3.3. Lake Ice Detection Methods

3.3.1. Physical Basis of Backscatter Difference

There is a common pattern in backscatter evolution for lakes in the Arctic and Subarctic from ice-free to ice-covered seasons (e.g., [21,24,25,50]). Prior to the formation of ice, backscatter values can be high for Arctic lakes due to Bragg scattering from waves generated by wind on the lake surface [20,24]. However, the initial formation of ice is generally associated with low values in backscatter, as the smooth ice–water interface of the thin ice acts as a specular reflector [24], but this can differ depending on initial ice formation [50]. Bright areas (high backscatter) are observed in SAR images across the ice surface during formation, due to the presence of cracks and deformation features [25]. Backscatter increases throughout the ice season due to a combination of the dielectric contrast between ice and water (3.2 and 80, respectively [22,51,52]) and surface scattering caused by a rough ice–water interface [53,54]. Indeed, models and field studies have recently shown that scattering at the ice–water interface is the dominant mechanism for radar return [53,54]. When temperatures increase later in the ice season, there is an increase in water content on the ice or snow-covered ice surface which can absorb the incoming signal or cause the smooth ice surface to act as a specular reflector, resulting in a decrease in backscatter [21,24]. When the lakes are clear of ice, depending on wind speeds, backscatter returns to the higher values associated with the open water season [23,24]. These patterns are also observed in the high-density time series of backscatter for Lake Hazen (Figure 3). During the ice-free season, typically for one month from mid-August to early September (based on Sentinel-1 observations in this study), there is a pattern of noisy backscatter associated with a mix of windy and non-windy days. Average backscatter during this time is −21.72 dB with a standard deviation of 5.30 dB. During initial ice formation, backscatter begins low before increasing, this is followed by a plateau and decrease when temperature rise. Average backscatter during full ice cover is higher compared to the ice-free months, −16.32 dB, with a smaller standard deviation of 2.51 dB.
----
-- PROBLEM TO SOLVE --
Resume the passage above on radar backscatter over lake ice, picking up right after its last sentence.
----
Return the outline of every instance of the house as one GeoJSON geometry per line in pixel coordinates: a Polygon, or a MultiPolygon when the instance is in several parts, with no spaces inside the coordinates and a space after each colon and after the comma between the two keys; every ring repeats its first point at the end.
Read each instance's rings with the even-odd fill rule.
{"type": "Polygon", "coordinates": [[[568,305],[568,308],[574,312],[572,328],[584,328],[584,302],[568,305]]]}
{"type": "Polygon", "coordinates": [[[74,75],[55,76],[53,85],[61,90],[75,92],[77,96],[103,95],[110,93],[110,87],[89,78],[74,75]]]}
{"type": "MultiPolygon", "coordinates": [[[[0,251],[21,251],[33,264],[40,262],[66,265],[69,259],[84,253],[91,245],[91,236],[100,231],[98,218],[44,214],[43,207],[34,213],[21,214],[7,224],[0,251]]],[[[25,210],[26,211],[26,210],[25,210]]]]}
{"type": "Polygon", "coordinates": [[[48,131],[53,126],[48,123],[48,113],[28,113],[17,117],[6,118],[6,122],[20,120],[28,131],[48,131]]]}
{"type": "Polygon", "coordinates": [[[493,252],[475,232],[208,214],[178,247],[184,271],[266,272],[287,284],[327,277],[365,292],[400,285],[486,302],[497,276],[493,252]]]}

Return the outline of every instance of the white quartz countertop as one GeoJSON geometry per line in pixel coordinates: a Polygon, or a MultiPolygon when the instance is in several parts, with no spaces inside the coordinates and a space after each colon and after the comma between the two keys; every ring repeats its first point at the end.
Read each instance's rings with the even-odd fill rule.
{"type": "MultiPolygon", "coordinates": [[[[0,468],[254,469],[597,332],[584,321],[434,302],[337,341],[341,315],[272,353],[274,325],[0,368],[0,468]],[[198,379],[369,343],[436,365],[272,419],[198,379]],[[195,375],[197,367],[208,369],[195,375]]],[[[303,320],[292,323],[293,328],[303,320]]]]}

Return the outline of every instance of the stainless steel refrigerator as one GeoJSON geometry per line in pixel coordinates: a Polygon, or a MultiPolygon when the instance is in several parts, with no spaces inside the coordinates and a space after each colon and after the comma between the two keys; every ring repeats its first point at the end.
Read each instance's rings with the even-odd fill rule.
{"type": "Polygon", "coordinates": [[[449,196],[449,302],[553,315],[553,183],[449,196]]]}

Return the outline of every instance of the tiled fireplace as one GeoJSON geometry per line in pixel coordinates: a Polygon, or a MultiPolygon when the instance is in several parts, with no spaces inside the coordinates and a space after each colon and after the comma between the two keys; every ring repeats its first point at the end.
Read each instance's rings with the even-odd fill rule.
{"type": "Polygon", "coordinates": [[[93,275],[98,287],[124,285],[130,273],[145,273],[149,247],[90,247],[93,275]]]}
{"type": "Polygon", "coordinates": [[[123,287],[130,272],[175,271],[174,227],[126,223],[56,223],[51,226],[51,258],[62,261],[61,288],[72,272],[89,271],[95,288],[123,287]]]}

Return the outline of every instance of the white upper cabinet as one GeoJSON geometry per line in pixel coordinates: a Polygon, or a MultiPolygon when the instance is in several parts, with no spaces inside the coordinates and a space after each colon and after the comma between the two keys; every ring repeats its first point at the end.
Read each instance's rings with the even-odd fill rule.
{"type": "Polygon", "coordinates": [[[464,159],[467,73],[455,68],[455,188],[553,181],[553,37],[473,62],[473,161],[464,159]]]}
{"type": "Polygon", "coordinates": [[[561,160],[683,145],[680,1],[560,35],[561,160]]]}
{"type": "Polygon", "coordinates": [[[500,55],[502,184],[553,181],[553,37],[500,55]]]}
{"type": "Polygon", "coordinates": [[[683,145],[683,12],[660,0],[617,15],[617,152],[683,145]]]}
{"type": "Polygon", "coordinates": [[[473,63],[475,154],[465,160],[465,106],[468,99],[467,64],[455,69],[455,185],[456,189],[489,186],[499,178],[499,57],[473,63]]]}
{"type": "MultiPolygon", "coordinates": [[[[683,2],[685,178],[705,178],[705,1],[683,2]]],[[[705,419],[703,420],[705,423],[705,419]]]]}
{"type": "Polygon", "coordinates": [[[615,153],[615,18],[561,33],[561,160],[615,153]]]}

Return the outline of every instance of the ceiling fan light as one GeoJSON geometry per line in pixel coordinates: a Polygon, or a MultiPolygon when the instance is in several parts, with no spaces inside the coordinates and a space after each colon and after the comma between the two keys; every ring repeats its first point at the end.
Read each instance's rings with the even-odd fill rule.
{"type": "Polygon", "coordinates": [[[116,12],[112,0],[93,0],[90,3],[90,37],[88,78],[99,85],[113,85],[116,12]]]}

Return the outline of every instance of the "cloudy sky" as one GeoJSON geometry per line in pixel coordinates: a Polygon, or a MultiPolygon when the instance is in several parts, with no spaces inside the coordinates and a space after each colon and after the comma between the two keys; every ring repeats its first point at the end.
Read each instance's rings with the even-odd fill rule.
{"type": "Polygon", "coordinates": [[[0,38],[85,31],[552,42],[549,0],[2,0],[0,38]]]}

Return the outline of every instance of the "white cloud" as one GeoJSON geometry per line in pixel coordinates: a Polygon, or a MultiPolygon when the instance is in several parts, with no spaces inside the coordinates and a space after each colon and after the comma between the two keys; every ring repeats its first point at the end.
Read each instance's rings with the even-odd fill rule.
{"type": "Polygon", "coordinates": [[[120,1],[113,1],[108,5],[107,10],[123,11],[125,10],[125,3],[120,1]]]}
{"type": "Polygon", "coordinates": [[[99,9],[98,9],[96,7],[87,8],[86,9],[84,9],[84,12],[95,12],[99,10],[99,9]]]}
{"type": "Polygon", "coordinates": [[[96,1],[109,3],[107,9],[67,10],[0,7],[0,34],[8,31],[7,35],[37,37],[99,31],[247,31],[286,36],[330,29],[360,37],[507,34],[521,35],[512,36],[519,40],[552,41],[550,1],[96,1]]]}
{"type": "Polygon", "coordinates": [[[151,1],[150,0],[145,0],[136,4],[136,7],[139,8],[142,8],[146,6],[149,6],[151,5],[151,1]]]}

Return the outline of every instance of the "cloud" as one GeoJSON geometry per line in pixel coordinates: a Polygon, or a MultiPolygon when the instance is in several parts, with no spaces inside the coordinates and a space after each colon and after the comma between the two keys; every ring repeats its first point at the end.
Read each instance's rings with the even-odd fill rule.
----
-- ANSWER FOR THIS EXERCISE --
This typical pattern in backscatter evolution is used by thresholding methods to identify lake ice phenology events. These methods have been used to identify dates of freeze onset, melt onset, and WCI for large lakes in northern Canada (Great Bear and Great Slave Lake) as well as lakes small, shallow, lakes on the North Slope of Alaska [23,26]. These methods used thresholds that were based on observations of sampled backscatter evolution data [26]. Recently, a similar approach was used to identify multiple freeze and melt events for small/medium lakes in Central Ontario [19]. However, there are disadvantages to these methods: (1) human intervention or iterative processes are used to determine thresholds; and (2) restrictions for ice phenology dates are not included in these methods or must be determined by the user.

3.3.2. Identification of Lake Ice Phenology Using First Difference

The approach used in this research to extract lake ice phenology from backscatter profiles builds upon these methods and addresses the limitations identified above. The first difference is determined by subtracting the first image in the sequence from the next subsequent image in the time series on a pixel-by-pixel basis. This method has been used in the previous literature [19]. Additionally, to limit the influence of pixels below the minimum Sentinel-1 noise equivalent sigma zero (NESZ) (−22 dB) [55], pixels below −30 dB were set to a value of 100 and the associated pixel and pixels before and after are ignored when determining the occurrence of lake ice phenology. The threshold of −30 dB eliminates the significantly lower pixels but retains new ice and calm water pixels that are closer/below the noise floor. Large decreases in backscatter in the first difference raster are associated with pixel-level ice-off and ice-on events (Figure 4). To extract the lake ice events from these rasters, the method iterates through each point to identify the latest and largest decrease in backscatter; this value is determined as ice-off or ice-on depending on the date (Figure 4). The method does not use an assigned threshold, meaning the method could be applied to any lake/any year of data as the threshold will not change spatially or temporally [19,23,26]. Additionally, a 5 × 5 majority filter is used to smooth the final ice phenology raster and reduce the overall noise in the results [56]. The resulting raster is then clipped using a 300 m mask to remove pixels that may have been influenced by land contamination.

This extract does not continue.